Task instructions:
Output, without any changes, the stretch of rows below from the line containing "Query: vermilion torii gate" through the line containing "Give the mask of the vermilion", both ends included.

(Dataset rows)
◇ ◇ ◇ ◇
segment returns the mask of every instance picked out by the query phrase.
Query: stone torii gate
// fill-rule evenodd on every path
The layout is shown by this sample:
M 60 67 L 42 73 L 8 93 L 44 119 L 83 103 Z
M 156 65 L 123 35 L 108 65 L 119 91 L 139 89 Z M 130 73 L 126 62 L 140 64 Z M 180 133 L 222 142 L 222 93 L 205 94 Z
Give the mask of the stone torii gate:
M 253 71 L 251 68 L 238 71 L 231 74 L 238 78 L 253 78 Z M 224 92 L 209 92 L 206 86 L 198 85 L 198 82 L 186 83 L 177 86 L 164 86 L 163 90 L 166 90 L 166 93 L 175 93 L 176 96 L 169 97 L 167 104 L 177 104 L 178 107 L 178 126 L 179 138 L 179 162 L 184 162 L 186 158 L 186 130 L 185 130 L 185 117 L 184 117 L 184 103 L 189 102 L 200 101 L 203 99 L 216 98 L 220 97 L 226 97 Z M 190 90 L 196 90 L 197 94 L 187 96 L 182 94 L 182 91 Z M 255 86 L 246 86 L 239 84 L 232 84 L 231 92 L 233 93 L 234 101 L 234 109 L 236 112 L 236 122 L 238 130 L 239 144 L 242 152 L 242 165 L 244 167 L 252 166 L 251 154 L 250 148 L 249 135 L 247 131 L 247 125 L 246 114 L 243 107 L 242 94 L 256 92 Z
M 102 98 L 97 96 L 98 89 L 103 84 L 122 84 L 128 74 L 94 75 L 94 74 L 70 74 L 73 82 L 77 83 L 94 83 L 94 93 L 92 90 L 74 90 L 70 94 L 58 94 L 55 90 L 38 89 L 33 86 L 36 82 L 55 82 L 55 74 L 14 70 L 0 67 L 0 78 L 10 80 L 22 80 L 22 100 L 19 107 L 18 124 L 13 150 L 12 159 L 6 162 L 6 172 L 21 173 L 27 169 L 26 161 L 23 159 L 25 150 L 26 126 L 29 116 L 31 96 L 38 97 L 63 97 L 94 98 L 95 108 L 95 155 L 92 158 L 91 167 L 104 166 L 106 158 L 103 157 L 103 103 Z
◇ ◇ ◇ ◇
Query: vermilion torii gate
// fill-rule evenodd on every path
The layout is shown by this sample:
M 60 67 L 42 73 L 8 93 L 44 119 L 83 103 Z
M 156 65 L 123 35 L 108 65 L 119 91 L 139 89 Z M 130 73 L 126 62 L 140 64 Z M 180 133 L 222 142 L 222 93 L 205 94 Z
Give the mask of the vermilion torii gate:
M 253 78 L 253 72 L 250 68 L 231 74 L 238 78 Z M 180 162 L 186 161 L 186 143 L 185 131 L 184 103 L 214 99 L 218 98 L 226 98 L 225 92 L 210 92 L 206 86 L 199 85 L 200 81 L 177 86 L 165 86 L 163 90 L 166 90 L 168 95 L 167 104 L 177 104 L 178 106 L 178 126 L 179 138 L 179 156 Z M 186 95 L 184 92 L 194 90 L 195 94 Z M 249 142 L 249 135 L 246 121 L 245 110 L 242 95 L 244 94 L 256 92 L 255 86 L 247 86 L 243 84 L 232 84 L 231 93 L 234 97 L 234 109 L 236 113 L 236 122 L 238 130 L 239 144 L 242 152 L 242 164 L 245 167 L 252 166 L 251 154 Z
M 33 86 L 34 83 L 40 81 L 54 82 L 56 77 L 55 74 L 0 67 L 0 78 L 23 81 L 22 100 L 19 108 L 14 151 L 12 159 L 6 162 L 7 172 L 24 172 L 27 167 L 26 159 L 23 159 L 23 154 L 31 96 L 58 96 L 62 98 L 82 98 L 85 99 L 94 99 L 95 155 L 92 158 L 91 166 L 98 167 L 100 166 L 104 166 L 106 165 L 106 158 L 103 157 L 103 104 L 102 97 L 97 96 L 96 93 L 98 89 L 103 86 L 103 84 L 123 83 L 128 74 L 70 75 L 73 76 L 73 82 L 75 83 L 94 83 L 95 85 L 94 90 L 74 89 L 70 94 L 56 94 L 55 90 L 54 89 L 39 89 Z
◇ ◇ ◇ ◇
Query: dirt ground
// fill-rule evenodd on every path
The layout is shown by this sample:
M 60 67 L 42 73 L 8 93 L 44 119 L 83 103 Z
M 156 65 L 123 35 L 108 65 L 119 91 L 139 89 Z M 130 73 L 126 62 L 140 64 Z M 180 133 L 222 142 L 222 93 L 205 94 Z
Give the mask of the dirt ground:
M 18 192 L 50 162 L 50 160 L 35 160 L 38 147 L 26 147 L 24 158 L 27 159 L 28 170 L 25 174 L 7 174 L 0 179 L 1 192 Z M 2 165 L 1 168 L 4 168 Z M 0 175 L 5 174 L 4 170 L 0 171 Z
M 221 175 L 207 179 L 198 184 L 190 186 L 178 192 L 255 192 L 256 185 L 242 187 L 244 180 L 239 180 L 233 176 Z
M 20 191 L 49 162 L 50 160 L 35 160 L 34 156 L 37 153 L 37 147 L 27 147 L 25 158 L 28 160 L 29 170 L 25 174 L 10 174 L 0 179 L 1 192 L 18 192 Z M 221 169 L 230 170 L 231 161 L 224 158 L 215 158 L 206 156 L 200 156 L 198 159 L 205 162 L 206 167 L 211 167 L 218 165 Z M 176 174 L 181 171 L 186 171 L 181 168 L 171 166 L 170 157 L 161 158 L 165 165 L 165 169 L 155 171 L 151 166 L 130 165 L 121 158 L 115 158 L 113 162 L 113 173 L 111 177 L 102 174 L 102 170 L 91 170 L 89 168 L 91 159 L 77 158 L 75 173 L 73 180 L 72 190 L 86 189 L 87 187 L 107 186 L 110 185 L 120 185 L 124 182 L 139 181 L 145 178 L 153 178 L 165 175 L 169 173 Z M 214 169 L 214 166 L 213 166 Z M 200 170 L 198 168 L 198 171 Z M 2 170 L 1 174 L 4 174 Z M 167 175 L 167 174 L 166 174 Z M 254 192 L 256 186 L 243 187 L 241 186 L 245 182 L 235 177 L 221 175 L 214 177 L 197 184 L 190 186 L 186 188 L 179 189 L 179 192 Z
◇ ◇ ◇ ◇
Result of the task:
Query: vermilion torii gate
// fill-rule evenodd on every path
The layout is shown by this sample:
M 60 67 L 42 73 L 8 93 L 44 119 L 83 103 Z
M 156 65 L 123 35 L 108 65 L 119 91 L 139 89 Z M 130 73 L 126 62 L 140 64 Z M 180 133 L 222 142 L 222 93 L 205 94 Z
Give the mask of the vermilion torii gate:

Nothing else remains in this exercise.